# Start of INPUT RECORDS

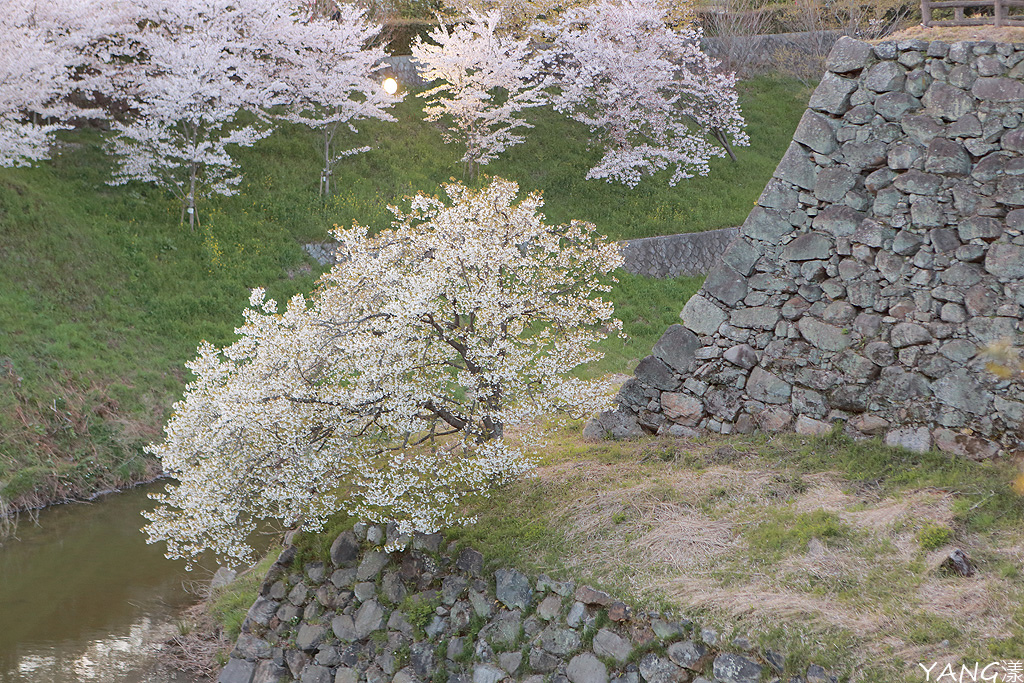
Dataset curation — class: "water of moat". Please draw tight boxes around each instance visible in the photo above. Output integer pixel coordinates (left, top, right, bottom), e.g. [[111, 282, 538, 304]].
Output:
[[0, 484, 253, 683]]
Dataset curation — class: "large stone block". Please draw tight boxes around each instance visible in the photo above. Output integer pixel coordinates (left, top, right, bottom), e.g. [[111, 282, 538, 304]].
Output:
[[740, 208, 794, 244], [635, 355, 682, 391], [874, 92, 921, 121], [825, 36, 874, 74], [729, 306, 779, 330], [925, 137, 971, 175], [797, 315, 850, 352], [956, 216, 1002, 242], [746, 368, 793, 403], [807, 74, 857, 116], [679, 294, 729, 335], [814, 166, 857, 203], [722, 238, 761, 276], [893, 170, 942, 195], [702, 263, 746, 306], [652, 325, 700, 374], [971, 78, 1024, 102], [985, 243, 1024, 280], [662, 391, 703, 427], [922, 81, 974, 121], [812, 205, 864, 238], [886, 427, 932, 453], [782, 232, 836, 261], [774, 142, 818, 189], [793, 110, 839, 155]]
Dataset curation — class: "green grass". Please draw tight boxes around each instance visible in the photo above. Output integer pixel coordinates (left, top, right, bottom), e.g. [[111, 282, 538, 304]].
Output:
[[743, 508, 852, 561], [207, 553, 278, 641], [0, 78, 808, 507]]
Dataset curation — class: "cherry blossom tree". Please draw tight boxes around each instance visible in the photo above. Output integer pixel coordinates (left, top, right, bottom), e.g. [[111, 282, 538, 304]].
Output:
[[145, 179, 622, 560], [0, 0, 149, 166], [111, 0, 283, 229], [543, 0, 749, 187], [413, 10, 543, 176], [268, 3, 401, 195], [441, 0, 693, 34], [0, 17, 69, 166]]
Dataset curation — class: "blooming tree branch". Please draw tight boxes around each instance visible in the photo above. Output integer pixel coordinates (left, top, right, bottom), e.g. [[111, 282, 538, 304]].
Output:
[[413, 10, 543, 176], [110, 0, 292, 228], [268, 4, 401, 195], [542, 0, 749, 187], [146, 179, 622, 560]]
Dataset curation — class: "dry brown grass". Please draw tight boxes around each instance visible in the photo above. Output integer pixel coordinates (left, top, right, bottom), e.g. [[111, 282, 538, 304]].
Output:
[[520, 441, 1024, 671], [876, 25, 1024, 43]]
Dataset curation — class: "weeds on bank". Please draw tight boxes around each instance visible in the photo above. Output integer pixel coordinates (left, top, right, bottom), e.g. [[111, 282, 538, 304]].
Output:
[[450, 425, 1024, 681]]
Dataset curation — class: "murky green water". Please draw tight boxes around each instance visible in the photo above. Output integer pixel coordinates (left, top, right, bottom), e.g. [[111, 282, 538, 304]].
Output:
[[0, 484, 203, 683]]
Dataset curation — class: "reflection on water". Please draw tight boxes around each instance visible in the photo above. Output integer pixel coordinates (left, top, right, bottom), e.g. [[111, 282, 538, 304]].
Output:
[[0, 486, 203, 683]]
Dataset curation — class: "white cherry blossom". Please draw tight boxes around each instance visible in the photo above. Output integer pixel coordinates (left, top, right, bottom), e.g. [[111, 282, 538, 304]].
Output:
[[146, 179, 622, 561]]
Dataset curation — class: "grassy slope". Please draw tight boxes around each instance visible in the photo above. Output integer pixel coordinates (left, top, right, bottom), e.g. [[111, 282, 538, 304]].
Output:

# End of INPUT RECORDS

--- TASK DESCRIPTION ---
Format every line of the data above as a JSON list of strings, one string per line, omitting blank lines and leaving out the pictures.

--- EXERCISE SOLUTION ---
[
  "Dataset curation — class: \"water of moat\". Please draw tight boxes around each instance visible in the photo above. Output integer pixel coordinates (left, top, right, bottom), e.g. [[111, 282, 538, 304]].",
  "Output:",
  "[[0, 484, 253, 683]]",
  "Dataset curation — class: \"large stone block\". Please draw tight boxes around each instance visible in the photo above. Output integer pixel coordinates (left, top, right, bottom), e.g. [[111, 282, 538, 304]].",
  "Output:",
  "[[740, 208, 794, 244], [635, 355, 682, 391], [874, 92, 921, 121], [825, 36, 874, 74], [729, 306, 779, 330], [925, 137, 971, 175], [797, 315, 850, 352], [956, 216, 1002, 242], [746, 368, 793, 403], [807, 74, 857, 116], [679, 294, 729, 335], [814, 166, 857, 203], [722, 238, 761, 276], [893, 170, 942, 195], [702, 263, 746, 306], [652, 325, 700, 374], [971, 78, 1024, 102], [985, 243, 1024, 280], [662, 391, 703, 427], [922, 81, 974, 121], [812, 205, 864, 238], [886, 427, 932, 453], [782, 232, 836, 261], [774, 142, 818, 189], [793, 110, 839, 155]]",
  "Dataset curation — class: \"green grass\". Please draw tight boxes around each instance visible in the photo above. Output integer pixel coordinates (left, top, right, bottom), e.g. [[111, 282, 538, 304]].",
  "Output:",
  "[[743, 508, 852, 561], [207, 553, 278, 641], [0, 78, 808, 507]]",
  "Dataset curation — class: \"cherry blossom tree\". Please draw tight boxes around each instance visible in the photo above. Output integer pixel coordinates (left, top, right, bottom), e.g. [[111, 282, 538, 304]].",
  "Output:",
  "[[145, 179, 622, 560], [0, 0, 149, 166], [111, 0, 283, 229], [543, 0, 749, 187], [413, 10, 543, 176], [268, 3, 401, 195], [441, 0, 693, 34], [0, 17, 69, 166]]",
  "Dataset curation — class: \"blooming tree branch\". Please draw tight boxes around each instance visible in the photo above. Output integer pixel coordinates (left, top, right, bottom), e.g. [[111, 282, 538, 304]].",
  "Output:",
  "[[413, 10, 543, 176], [110, 0, 292, 228], [268, 4, 401, 195], [542, 0, 749, 187], [146, 179, 622, 560]]",
  "Dataset curation — class: \"dry brown grass\". Please draw tight boxes around each instance visible in the photo above. Output integer pixel coordinates (left, top, right, bottom), e.g. [[111, 282, 538, 304]].",
  "Output:",
  "[[520, 441, 1024, 671], [876, 25, 1024, 43]]",
  "Dataset curation — class: \"weeds on bank\". Please draw tight boxes around each instance visible in the photo above. Output integer pixel coordinates (left, top, right, bottom), e.g. [[111, 282, 538, 304]].",
  "Output:",
  "[[450, 425, 1024, 681]]",
  "Dataset curation — class: \"murky green water\". Please draw tight boxes around each instance visible in the photo above. Output integer pixel coordinates (left, top, right, bottom), e.g. [[111, 282, 538, 304]].",
  "Output:",
  "[[0, 484, 203, 683]]",
  "Dataset curation — class: \"reflection on water\". Please draw tight boxes around each instance visible in the photo above. Output integer pixel coordinates (left, top, right, bottom), e.g. [[111, 282, 538, 304]].",
  "Output:",
  "[[0, 486, 203, 683]]",
  "Dataset curation — class: \"white cherry blossom\". Please draw tight boxes around each instance visible in the photo above. Output integer pixel coordinates (left, top, right, bottom), e.g. [[111, 282, 538, 304]].",
  "Output:",
  "[[146, 179, 622, 561]]",
  "Dataset curation — class: \"grassy slope\". Please draw tight boxes around each instance visible in the photo above. Output integer pixel coordinates (left, top, right, bottom), e.g. [[111, 282, 538, 304]].",
  "Output:"
]